## Problems to work on
(a) According to the post on guilds and higher education, how far back does the appearance of protective guilds trace?
(b) Pick up the post on guilds and higher education after its final sentence and carry it forward.

## Passage to read
Start of Block
Tuesday, July 30, 2013

Seven reasons to hate your parents: Reason #5

The higher "education" scam 
 
by Eugen von Böhm-Bawerk 
In their quest to avoid reality, our parents tried to re-establish the medieval practice of guilds to protect their own interest from our generation
In medieval time’s workers formed associations or guilds to control the practice of their particular craft. A guild was basically a state granted privilege designed to keep potential new comers from entering and hence competing in the particular line of business. Often these guilds emerged around universities with the blessing from the monarch in return for a fee or taxes. The appearance of protective guilds traces as far back as the 13th century.
However, toward the end of the 18th and through the 19th century outspoken intellectuals such as Adam Smith, David Ricardo, John Stuart Mill and Frederic Bastiat managed to rationally argue against guilds and in favour for free trade. Even left-wing thinkers such as Jean Jacques Rousseau and Karl Marx meant the guilds system was degrading to the worker as it locked in social rank and hampered social mobility. It basically was a caste system. By the time scientific thinking and economics in particular, had matured to the extent witnessed by 19th century, no arguments could maintain the continuation of guilds. Thus, we saw guilds being abandoned one by one all over Western Europe. The abolishment of guilds is mostly forgotten when historians today try to explain the “lift-off” and industrial revolution that led to prosperity for the masses!
So why do our parents insist on re-establishing this medieval practice of protection? There can be few other explanations than that they want to keep the goodies for themselves. By making it much harder for us to enter their domain they can reap the benefits while we pay.
End of Block
## Dataset entries
Start of Block
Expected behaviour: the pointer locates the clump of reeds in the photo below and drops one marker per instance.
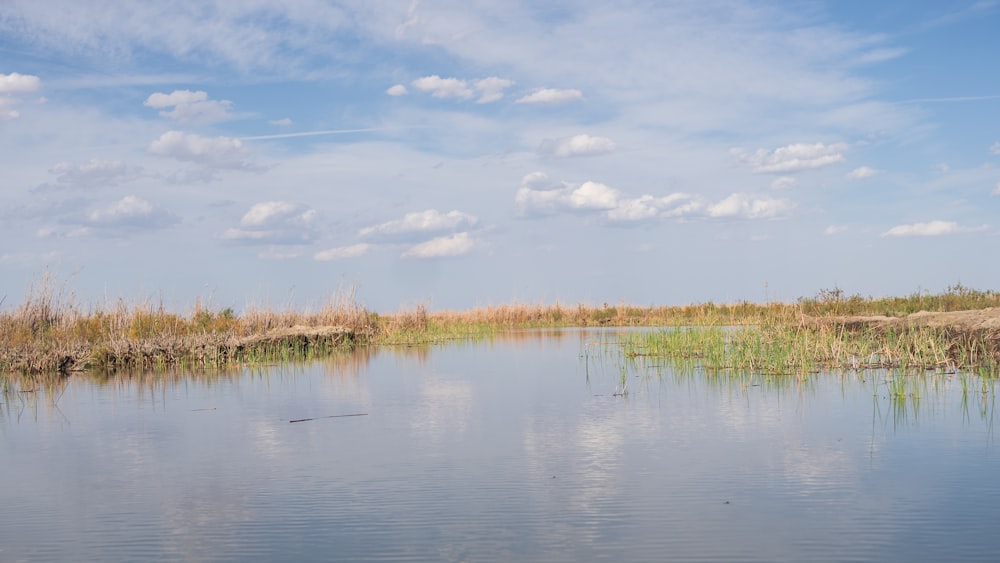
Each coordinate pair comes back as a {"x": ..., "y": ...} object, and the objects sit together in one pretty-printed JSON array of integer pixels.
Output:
[
  {"x": 955, "y": 298},
  {"x": 788, "y": 348},
  {"x": 50, "y": 333}
]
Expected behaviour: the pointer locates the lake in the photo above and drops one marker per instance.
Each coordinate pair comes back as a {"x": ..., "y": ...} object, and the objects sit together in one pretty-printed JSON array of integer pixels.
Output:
[{"x": 517, "y": 448}]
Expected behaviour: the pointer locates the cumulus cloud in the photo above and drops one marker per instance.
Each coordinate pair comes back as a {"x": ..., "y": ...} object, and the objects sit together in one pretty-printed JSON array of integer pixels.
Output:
[
  {"x": 742, "y": 205},
  {"x": 274, "y": 223},
  {"x": 538, "y": 196},
  {"x": 577, "y": 145},
  {"x": 341, "y": 252},
  {"x": 90, "y": 174},
  {"x": 443, "y": 87},
  {"x": 11, "y": 85},
  {"x": 450, "y": 245},
  {"x": 932, "y": 228},
  {"x": 861, "y": 173},
  {"x": 189, "y": 105},
  {"x": 550, "y": 96},
  {"x": 129, "y": 214},
  {"x": 491, "y": 89},
  {"x": 431, "y": 221},
  {"x": 791, "y": 158},
  {"x": 217, "y": 152},
  {"x": 784, "y": 183},
  {"x": 488, "y": 89}
]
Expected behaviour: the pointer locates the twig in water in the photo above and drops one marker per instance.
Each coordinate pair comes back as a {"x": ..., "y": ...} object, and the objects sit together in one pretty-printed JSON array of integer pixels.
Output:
[{"x": 331, "y": 416}]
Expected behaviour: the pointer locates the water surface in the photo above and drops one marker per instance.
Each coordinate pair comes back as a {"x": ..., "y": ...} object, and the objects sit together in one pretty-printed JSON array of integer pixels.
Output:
[{"x": 515, "y": 449}]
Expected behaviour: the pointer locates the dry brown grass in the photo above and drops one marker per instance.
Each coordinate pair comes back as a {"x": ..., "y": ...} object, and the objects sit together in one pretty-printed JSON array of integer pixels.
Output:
[{"x": 49, "y": 333}]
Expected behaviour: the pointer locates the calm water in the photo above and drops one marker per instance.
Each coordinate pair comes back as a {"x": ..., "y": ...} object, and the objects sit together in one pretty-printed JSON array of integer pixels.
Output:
[{"x": 511, "y": 450}]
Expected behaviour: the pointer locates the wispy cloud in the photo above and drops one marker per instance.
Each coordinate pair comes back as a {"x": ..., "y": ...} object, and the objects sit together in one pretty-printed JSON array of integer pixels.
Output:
[
  {"x": 487, "y": 89},
  {"x": 91, "y": 174},
  {"x": 929, "y": 229},
  {"x": 420, "y": 223},
  {"x": 188, "y": 105},
  {"x": 440, "y": 247},
  {"x": 10, "y": 86},
  {"x": 274, "y": 223},
  {"x": 791, "y": 158},
  {"x": 538, "y": 196},
  {"x": 212, "y": 152},
  {"x": 551, "y": 96},
  {"x": 784, "y": 183},
  {"x": 342, "y": 252},
  {"x": 128, "y": 215},
  {"x": 577, "y": 145},
  {"x": 744, "y": 206},
  {"x": 861, "y": 173}
]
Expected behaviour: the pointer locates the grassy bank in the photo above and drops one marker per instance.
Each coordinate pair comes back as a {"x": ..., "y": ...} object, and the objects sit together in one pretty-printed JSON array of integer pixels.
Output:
[{"x": 50, "y": 334}]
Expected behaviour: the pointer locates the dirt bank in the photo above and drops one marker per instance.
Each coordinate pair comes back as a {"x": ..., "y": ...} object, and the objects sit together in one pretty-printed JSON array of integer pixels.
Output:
[{"x": 980, "y": 320}]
End of Block
## Solved problems
(a) As far back as the 13th century.

(b)
The process of creating guilds today takes many forms, but the most prevalent is through the educational system. In order to secure a job at a big corporation the minimum requirement is always a Bachelor`s degree, and very often a Master’s degree. Truth be told, many seek menial corporate jobs with Ph.Ds. We have witnessed all this first hand. A big corporation does not even bother to look at your application unless you hold a Master`s degree from a relatively well renowned University.
Your humble writer has spent five years obtaining a Master degree and can confirm that 90 per cent of the time spent during those five years is a complete waste of time. The diploma derives its entire value solely by functioning as a ticket where the winning price is the opportunity to apply for a job. In the process almost every student has to go deep into debt!
What is even worse is that our parents taught us it didn’t really mean much what you studied, as long as you could prove to have wasted five years of your life. That is all that is needed to secure a ticket. Most of the education today is not investments, but simply kids spending time on their hobbies. Gender studies, fashion design, theatre, history, photography, art etc. may all be interesting, but are strictly speaking only hobbies.
Nonetheless, such is the world today that without an officially recognised degree you are not eligible for any position whatsoever. But this is very close to the guild system. It forces people to take on cost and waste both time and money just to get the entrance ticket for the labour market. A market that seems increasingly designed for the privileged few.
The following charts depict this very well. Most of the so-called education in Europe is strictly speaking not education at all, but debt fuelled consumption.
Source: Eurostat,
Hobby – humanities, social science, service
Real – Science, engineering, agriculture and health care
It should come as no surprise to see delinquencies sky-rocket on the explosive growth in student loans government throw at ill-fated youngsters. Since the “education” most young people get does not prepare them for the real world, their skills are not worth much to the labour market. And if the skills are not worth much, then the yield on their investment is not enough to cover costs. This have become especially true after the bust of 2008, when many students went back to school as there were no jobs to be had and the government threw money after every person willing. Today the results are obvious: increased debt and rising defaults.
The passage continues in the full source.